Retype everything in the listing, leaving each line exactly as it is.

● Material for this exercise

++++++++++

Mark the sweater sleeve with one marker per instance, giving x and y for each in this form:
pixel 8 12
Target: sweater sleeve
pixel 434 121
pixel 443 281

++++++++++

● Result for this exercise
Mark the sweater sleeve with one marker per instance, giving x and y for each in this form:
pixel 8 12
Target: sweater sleeve
pixel 434 121
pixel 443 281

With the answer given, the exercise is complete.